Dataset excerpts
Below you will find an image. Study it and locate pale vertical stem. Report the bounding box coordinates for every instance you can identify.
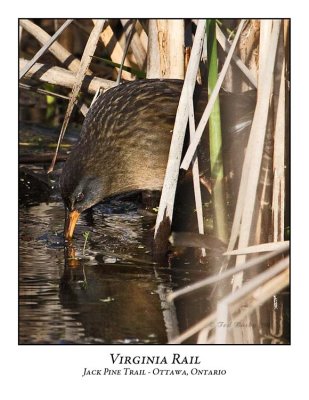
[272,49,286,241]
[259,20,273,82]
[253,20,276,243]
[226,21,275,256]
[19,24,23,43]
[147,19,184,79]
[154,20,207,236]
[156,20,169,77]
[232,20,281,290]
[188,91,206,257]
[167,19,185,79]
[146,20,161,78]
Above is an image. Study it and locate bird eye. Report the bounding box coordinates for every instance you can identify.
[76,192,84,202]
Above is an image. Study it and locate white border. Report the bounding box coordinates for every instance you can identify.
[1,2,308,398]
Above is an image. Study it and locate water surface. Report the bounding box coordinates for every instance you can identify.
[19,195,216,344]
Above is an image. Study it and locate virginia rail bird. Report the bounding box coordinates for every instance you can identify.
[60,79,255,240]
[60,79,195,239]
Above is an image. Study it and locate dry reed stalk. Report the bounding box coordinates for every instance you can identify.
[180,19,246,170]
[146,20,160,78]
[259,20,272,70]
[147,19,184,79]
[19,19,75,79]
[272,26,286,242]
[216,24,258,88]
[167,242,289,302]
[215,255,288,343]
[167,20,185,79]
[224,22,274,266]
[19,58,116,94]
[253,23,281,245]
[223,240,289,256]
[48,20,105,173]
[19,24,23,43]
[232,20,281,290]
[120,19,147,70]
[154,19,207,237]
[98,22,134,80]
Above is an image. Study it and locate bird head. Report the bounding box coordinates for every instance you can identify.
[60,169,104,240]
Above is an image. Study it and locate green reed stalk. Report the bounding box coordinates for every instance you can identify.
[207,19,228,243]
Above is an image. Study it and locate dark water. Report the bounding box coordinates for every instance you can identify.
[19,197,290,344]
[19,192,218,344]
[19,164,290,345]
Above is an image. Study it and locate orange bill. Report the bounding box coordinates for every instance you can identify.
[65,210,80,239]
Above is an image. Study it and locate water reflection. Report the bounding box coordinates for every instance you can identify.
[19,201,213,344]
[19,199,289,344]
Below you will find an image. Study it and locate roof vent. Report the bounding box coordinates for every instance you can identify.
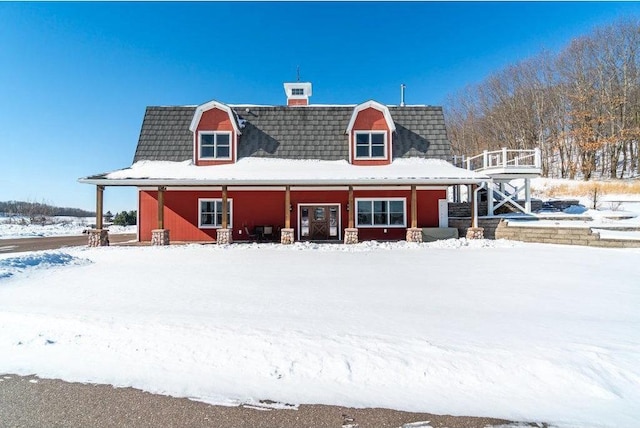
[284,82,312,106]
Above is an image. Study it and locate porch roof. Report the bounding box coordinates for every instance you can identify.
[79,157,489,187]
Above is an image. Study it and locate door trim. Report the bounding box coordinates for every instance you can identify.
[297,203,342,241]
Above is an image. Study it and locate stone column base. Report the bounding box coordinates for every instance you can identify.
[406,227,423,243]
[217,228,232,245]
[344,228,358,244]
[280,228,294,245]
[88,229,109,247]
[466,227,485,240]
[151,229,170,246]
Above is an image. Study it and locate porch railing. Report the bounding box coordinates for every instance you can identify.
[465,148,541,172]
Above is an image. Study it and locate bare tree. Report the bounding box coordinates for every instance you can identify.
[445,18,640,180]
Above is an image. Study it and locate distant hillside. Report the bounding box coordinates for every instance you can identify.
[0,201,95,218]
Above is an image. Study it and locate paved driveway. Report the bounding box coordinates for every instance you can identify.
[0,374,517,428]
[0,234,137,254]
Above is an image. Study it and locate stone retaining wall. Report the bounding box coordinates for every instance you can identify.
[495,220,640,248]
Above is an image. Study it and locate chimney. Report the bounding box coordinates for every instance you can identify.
[400,83,406,107]
[283,82,312,106]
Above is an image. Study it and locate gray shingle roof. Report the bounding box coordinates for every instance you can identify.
[133,105,451,164]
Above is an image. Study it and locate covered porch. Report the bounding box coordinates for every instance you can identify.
[79,158,490,246]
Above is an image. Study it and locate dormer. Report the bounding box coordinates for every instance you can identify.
[189,100,241,166]
[284,82,312,106]
[346,100,396,165]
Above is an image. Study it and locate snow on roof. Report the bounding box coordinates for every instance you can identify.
[82,158,489,186]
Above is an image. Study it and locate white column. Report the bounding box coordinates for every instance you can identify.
[524,178,531,213]
[487,180,494,216]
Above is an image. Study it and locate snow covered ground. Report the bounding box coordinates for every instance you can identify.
[1,240,639,428]
[0,216,135,239]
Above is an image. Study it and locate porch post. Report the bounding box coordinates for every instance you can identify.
[466,183,484,239]
[217,185,232,244]
[221,186,228,229]
[284,185,291,229]
[152,186,170,245]
[96,185,104,230]
[406,184,422,243]
[157,186,165,230]
[281,185,294,244]
[88,185,109,247]
[344,185,358,244]
[411,185,417,228]
[348,186,354,228]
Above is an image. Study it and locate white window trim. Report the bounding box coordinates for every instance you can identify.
[355,197,406,228]
[354,131,388,160]
[198,131,233,161]
[198,198,233,229]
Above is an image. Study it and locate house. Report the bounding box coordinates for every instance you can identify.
[79,81,489,246]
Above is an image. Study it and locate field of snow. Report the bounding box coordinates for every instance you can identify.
[0,216,135,239]
[1,240,639,428]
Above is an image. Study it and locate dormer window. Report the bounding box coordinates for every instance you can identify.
[355,131,386,159]
[346,101,395,165]
[199,131,231,160]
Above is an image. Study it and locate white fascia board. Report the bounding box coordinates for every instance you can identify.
[188,100,241,134]
[345,100,396,134]
[78,177,488,187]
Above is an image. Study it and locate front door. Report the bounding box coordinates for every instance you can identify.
[300,205,339,241]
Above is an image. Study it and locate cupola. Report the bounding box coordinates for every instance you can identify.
[283,82,312,106]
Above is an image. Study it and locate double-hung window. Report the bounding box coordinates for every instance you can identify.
[356,198,406,227]
[355,131,386,159]
[198,199,232,228]
[199,132,231,160]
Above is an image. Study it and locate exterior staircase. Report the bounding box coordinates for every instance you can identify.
[453,148,542,215]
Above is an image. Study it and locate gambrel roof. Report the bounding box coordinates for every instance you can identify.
[133,105,451,164]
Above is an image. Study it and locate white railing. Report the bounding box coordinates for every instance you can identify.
[466,148,541,172]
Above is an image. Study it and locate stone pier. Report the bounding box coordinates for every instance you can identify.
[344,228,358,244]
[280,228,294,244]
[405,228,423,243]
[466,227,485,240]
[88,229,109,247]
[151,229,170,246]
[216,228,232,245]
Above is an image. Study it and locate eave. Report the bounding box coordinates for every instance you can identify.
[78,177,488,187]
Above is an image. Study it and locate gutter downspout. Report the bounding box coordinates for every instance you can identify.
[472,182,488,228]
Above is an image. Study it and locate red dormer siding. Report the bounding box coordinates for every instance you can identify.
[194,107,237,166]
[350,107,392,166]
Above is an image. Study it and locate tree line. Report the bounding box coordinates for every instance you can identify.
[0,200,95,219]
[445,18,640,180]
[0,201,137,226]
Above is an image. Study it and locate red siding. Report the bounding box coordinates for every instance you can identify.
[138,188,446,242]
[195,108,236,166]
[351,107,392,166]
[287,98,308,106]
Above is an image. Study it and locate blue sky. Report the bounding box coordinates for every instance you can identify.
[1,2,638,213]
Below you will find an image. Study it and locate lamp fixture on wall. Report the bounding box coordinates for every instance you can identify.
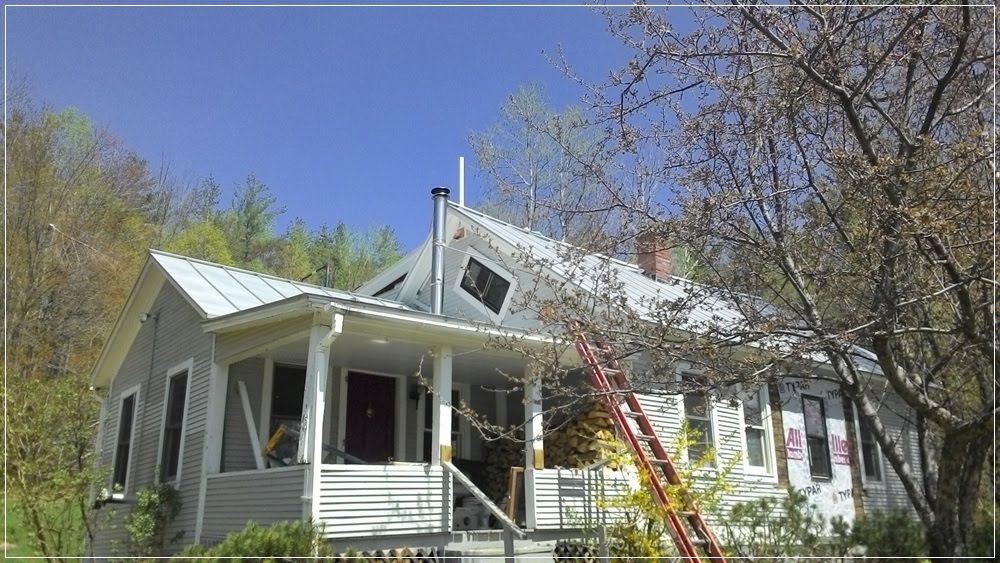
[409,383,427,411]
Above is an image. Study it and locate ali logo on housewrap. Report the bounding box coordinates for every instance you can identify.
[786,427,804,460]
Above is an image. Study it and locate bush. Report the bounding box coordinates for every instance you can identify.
[722,488,830,559]
[850,511,927,558]
[125,481,182,557]
[174,520,334,561]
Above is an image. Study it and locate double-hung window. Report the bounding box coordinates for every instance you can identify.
[742,386,773,474]
[858,419,883,482]
[459,257,511,315]
[682,374,714,466]
[160,366,190,482]
[112,387,140,495]
[802,395,831,479]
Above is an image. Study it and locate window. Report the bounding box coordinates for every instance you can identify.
[742,387,772,474]
[160,369,189,481]
[802,395,831,479]
[682,374,714,466]
[858,419,883,482]
[459,257,511,315]
[266,365,306,463]
[112,386,140,495]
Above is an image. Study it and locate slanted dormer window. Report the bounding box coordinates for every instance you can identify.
[459,257,511,315]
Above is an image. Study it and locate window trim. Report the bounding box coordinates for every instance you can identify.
[417,382,472,462]
[156,359,193,486]
[110,384,141,499]
[739,385,777,480]
[453,250,515,322]
[802,394,832,480]
[853,408,885,486]
[678,371,718,468]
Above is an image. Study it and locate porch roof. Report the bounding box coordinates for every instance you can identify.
[151,249,414,319]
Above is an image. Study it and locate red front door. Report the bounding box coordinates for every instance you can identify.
[344,372,396,463]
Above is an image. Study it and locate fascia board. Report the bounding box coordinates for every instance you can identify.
[90,258,166,390]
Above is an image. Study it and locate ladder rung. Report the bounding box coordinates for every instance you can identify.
[621,410,642,418]
[690,538,708,546]
[635,434,658,441]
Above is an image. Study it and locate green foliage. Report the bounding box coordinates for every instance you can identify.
[849,511,927,558]
[124,480,182,557]
[591,421,737,561]
[4,372,100,559]
[174,520,334,561]
[722,488,830,558]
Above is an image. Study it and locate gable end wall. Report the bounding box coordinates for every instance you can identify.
[91,283,212,556]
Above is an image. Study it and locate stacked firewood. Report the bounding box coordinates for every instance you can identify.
[544,402,622,470]
[482,434,524,500]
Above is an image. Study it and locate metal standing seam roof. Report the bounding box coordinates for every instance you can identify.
[447,203,754,333]
[445,204,883,374]
[150,249,414,319]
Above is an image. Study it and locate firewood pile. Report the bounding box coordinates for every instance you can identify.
[545,401,622,470]
[482,434,523,500]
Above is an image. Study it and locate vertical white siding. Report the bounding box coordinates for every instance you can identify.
[315,464,452,538]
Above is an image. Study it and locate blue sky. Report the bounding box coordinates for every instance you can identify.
[5,2,640,250]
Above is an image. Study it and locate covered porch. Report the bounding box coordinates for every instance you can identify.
[194,300,570,547]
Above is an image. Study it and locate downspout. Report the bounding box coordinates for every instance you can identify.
[430,187,450,316]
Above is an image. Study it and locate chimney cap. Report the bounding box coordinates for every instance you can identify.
[431,187,450,197]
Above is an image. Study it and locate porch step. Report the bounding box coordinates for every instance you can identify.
[444,537,556,563]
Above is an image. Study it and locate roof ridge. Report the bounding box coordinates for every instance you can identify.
[447,203,644,272]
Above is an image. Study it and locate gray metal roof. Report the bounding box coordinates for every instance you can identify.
[150,249,413,319]
[448,203,755,333]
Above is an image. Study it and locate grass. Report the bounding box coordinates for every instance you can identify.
[3,499,90,558]
[3,500,42,557]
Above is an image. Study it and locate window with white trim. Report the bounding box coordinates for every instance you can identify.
[802,395,831,479]
[459,257,511,315]
[160,369,189,482]
[858,419,883,482]
[112,387,139,496]
[742,386,773,474]
[682,374,714,466]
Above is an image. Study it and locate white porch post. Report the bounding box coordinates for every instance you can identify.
[524,363,544,470]
[298,313,343,519]
[194,352,230,544]
[431,345,453,465]
[523,362,543,530]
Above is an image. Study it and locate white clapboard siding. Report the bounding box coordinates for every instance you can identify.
[532,468,636,530]
[200,466,307,544]
[316,464,452,538]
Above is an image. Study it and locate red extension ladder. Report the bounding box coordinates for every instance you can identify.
[574,331,727,562]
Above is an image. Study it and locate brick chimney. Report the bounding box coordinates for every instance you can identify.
[637,231,672,281]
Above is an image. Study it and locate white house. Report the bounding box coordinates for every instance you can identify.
[87,189,920,559]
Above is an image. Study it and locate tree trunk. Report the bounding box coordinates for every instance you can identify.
[926,429,989,556]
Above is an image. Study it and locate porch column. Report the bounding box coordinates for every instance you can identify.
[524,363,544,470]
[431,345,453,464]
[297,313,343,465]
[194,356,229,543]
[298,313,343,520]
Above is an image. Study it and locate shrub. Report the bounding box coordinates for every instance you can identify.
[592,421,737,561]
[850,511,927,558]
[125,481,182,557]
[174,520,334,561]
[722,488,830,558]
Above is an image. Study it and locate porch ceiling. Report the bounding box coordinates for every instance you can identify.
[267,331,525,387]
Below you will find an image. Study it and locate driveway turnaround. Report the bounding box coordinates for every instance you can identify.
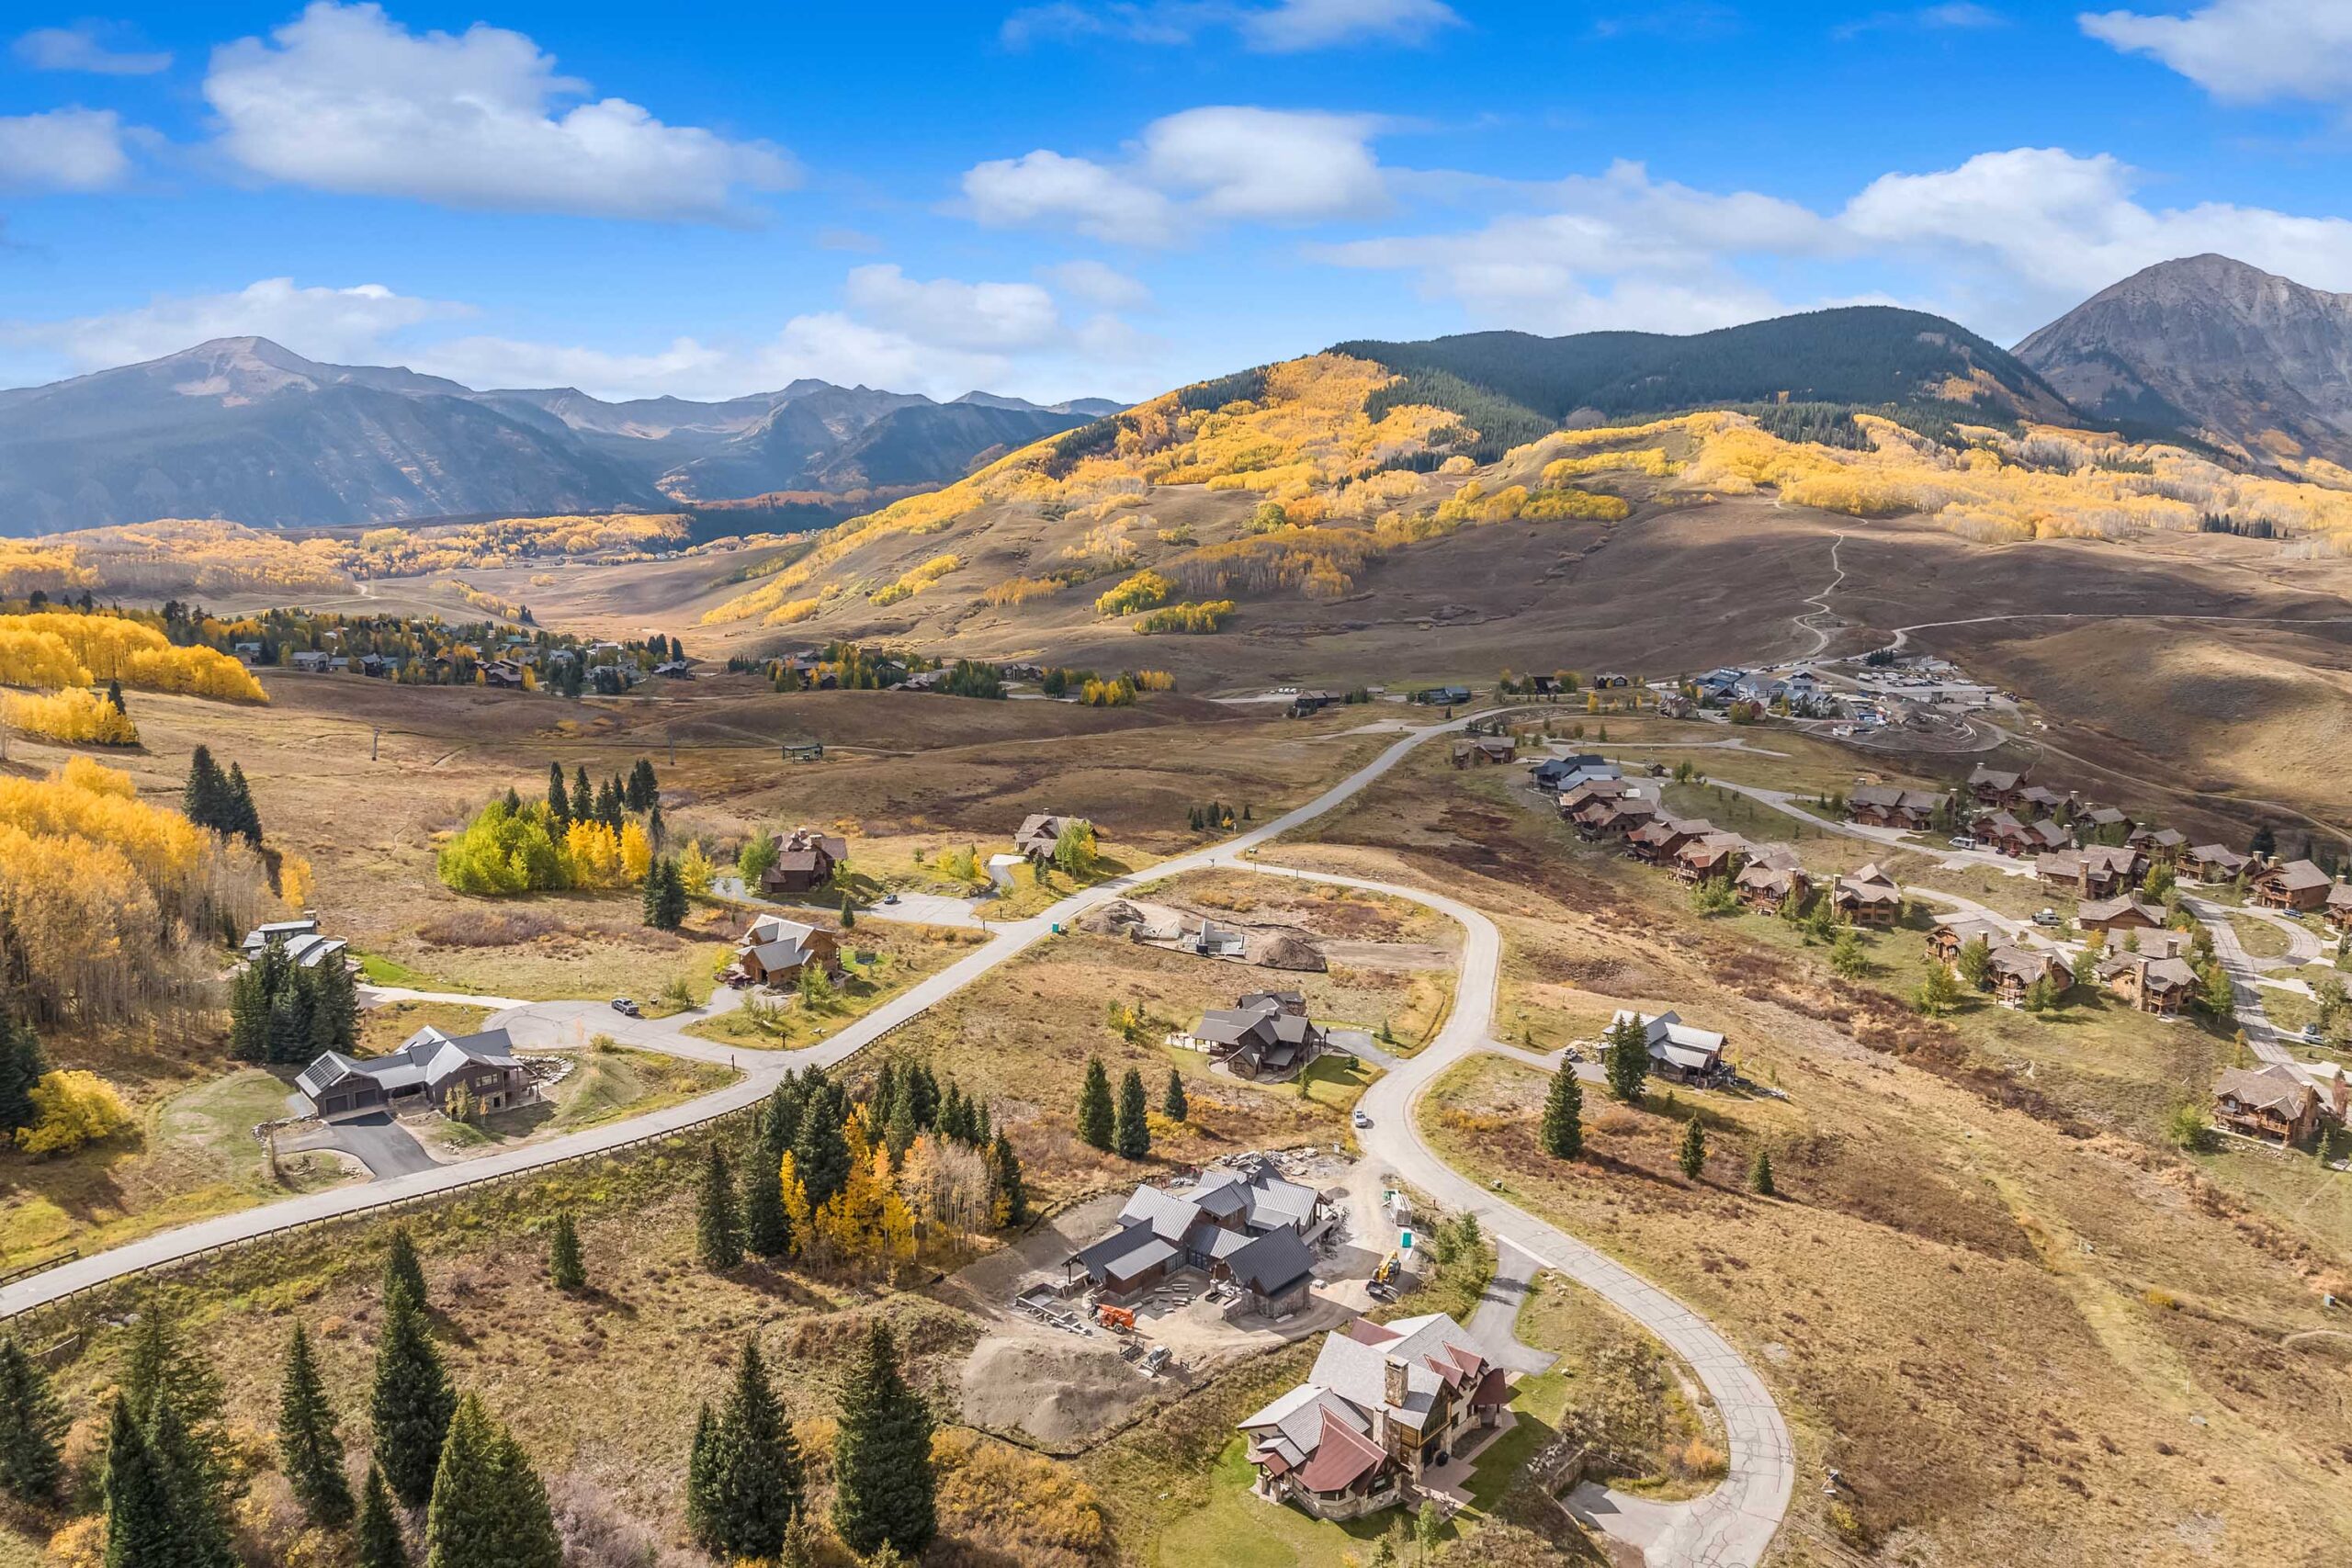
[0,708,1796,1566]
[281,1112,436,1181]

TASK GOAL
Please retype exactly the lines from the one containing "Above is an image. Study it and locate porch ceiling." to the last line of the records above, both included, without any pictures.

ANSWER SPACE
Above is an image. Study it and locate porch ceiling. Report the bounding box coordinates for every instance you can identify.
[267,331,525,387]
Below you will find an image. Study it and locate driveway turnaround. Report the bounding box coordinates for every instance you can identify.
[0,708,1796,1566]
[281,1112,436,1181]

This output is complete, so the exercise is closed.